- [Task data]
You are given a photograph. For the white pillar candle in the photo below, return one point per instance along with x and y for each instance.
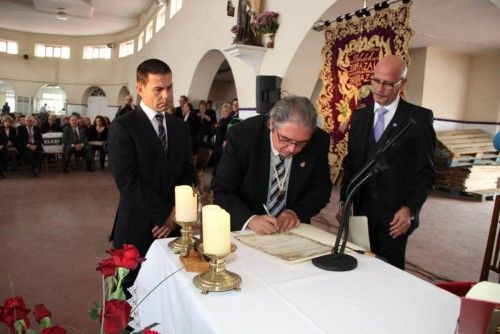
(216, 230)
(185, 204)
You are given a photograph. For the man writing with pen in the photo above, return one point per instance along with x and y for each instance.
(274, 173)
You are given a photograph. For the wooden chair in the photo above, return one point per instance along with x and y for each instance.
(491, 260)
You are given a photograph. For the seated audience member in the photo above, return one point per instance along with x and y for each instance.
(30, 142)
(65, 122)
(99, 132)
(3, 154)
(192, 123)
(52, 125)
(87, 123)
(279, 161)
(220, 130)
(75, 142)
(9, 132)
(207, 120)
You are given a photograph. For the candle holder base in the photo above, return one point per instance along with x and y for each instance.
(217, 278)
(182, 243)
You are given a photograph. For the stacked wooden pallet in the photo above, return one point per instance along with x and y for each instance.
(467, 164)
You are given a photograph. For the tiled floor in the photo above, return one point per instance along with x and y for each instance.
(54, 230)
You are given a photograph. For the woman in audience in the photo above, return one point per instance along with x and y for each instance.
(52, 125)
(220, 132)
(99, 133)
(8, 132)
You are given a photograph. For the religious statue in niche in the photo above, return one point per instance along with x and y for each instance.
(247, 9)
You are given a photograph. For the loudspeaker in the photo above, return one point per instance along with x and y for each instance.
(268, 92)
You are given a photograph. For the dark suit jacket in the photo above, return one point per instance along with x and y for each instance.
(411, 175)
(23, 137)
(242, 178)
(145, 175)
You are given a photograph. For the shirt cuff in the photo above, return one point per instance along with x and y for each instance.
(245, 226)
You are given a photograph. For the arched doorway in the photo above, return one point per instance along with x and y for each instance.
(213, 80)
(8, 94)
(55, 98)
(96, 101)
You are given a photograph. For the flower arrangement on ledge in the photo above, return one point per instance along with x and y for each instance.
(114, 313)
(267, 22)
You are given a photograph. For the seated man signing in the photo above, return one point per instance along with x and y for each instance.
(276, 163)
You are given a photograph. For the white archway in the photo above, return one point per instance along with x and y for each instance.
(8, 94)
(55, 98)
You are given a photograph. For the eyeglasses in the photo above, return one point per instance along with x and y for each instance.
(385, 84)
(289, 142)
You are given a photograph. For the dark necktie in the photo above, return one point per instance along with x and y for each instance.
(161, 131)
(378, 129)
(77, 138)
(277, 200)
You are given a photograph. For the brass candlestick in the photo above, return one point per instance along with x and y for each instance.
(217, 278)
(182, 243)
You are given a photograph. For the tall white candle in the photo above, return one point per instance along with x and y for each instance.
(216, 230)
(185, 204)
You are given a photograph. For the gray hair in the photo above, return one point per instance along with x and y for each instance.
(294, 109)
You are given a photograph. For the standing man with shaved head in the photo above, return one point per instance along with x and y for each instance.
(150, 153)
(391, 199)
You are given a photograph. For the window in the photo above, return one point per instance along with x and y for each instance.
(96, 52)
(160, 18)
(149, 31)
(140, 41)
(8, 47)
(175, 6)
(126, 49)
(52, 51)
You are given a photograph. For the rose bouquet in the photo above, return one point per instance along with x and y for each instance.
(114, 313)
(16, 316)
(267, 22)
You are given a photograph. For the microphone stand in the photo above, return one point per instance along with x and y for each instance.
(338, 260)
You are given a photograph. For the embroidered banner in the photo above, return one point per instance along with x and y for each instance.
(352, 49)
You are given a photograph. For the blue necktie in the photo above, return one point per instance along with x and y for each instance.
(379, 125)
(277, 200)
(161, 131)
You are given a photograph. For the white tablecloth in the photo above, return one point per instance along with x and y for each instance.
(277, 297)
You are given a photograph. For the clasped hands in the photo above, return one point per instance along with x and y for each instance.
(265, 224)
(399, 224)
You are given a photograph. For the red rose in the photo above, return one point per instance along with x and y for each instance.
(127, 257)
(107, 267)
(149, 331)
(54, 330)
(40, 312)
(116, 315)
(14, 309)
(14, 301)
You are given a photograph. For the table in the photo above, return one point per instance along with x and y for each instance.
(277, 297)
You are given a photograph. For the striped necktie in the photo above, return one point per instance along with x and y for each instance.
(277, 200)
(161, 131)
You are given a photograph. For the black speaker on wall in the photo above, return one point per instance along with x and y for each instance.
(268, 92)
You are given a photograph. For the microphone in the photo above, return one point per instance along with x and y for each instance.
(338, 260)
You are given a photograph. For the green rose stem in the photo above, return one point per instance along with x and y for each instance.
(157, 285)
(103, 303)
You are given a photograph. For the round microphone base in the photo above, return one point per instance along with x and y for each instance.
(336, 262)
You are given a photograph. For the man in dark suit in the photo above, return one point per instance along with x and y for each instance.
(150, 154)
(30, 142)
(392, 199)
(75, 142)
(280, 162)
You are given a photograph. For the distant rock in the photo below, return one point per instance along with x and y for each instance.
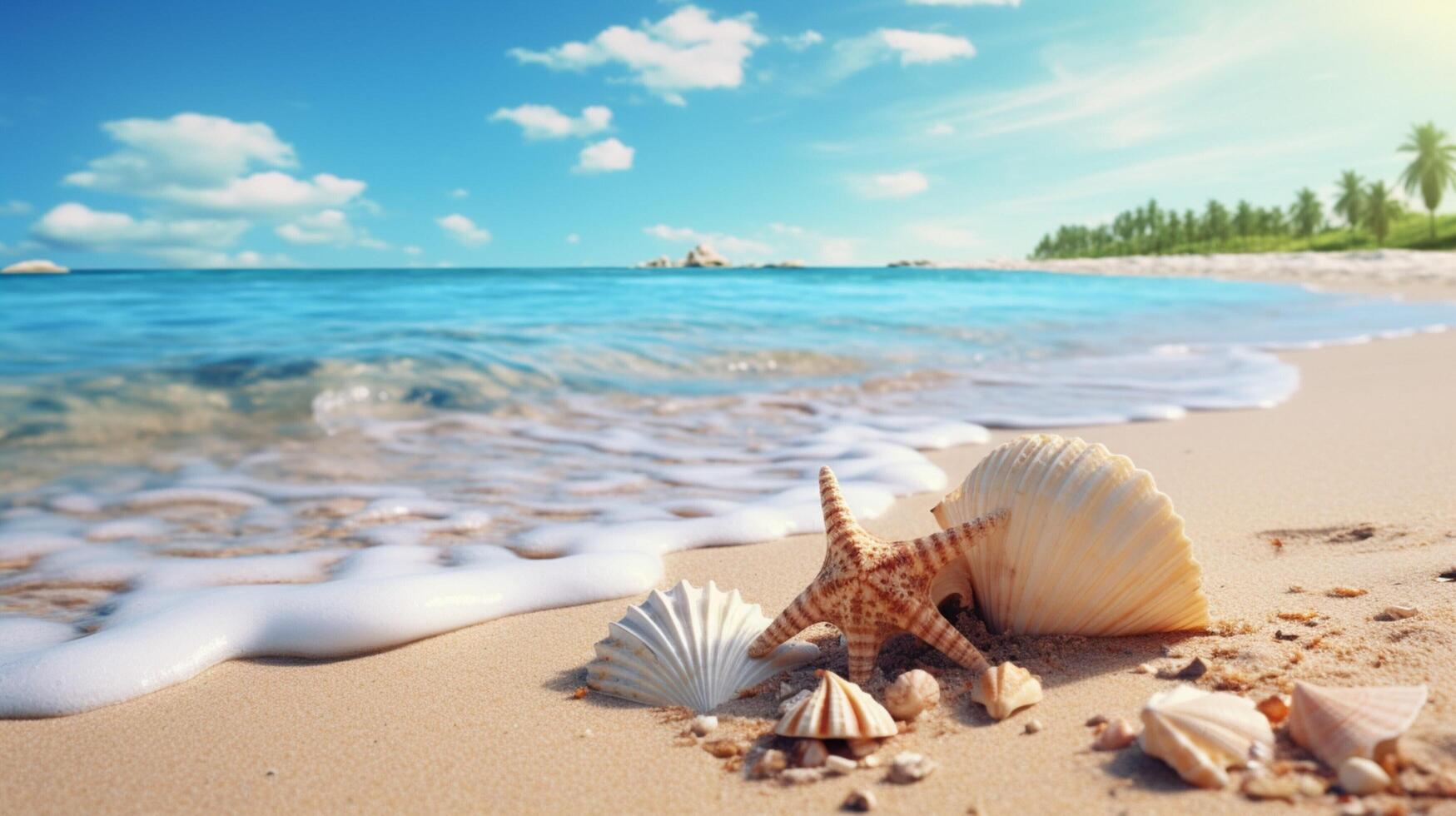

- [What to work on]
Which lines in the entries above contain the string "below"? Report each of those lines in full, and treat uppercase and lowercase letters as different.

- [Reply to the task]
You are given a photograph. For the white pillar candle in the photo below, return one point per instance along with x and y for each instance.
You are given a photograph. For the distant rock in the photo below, return one point per instance along with x and y for each instance.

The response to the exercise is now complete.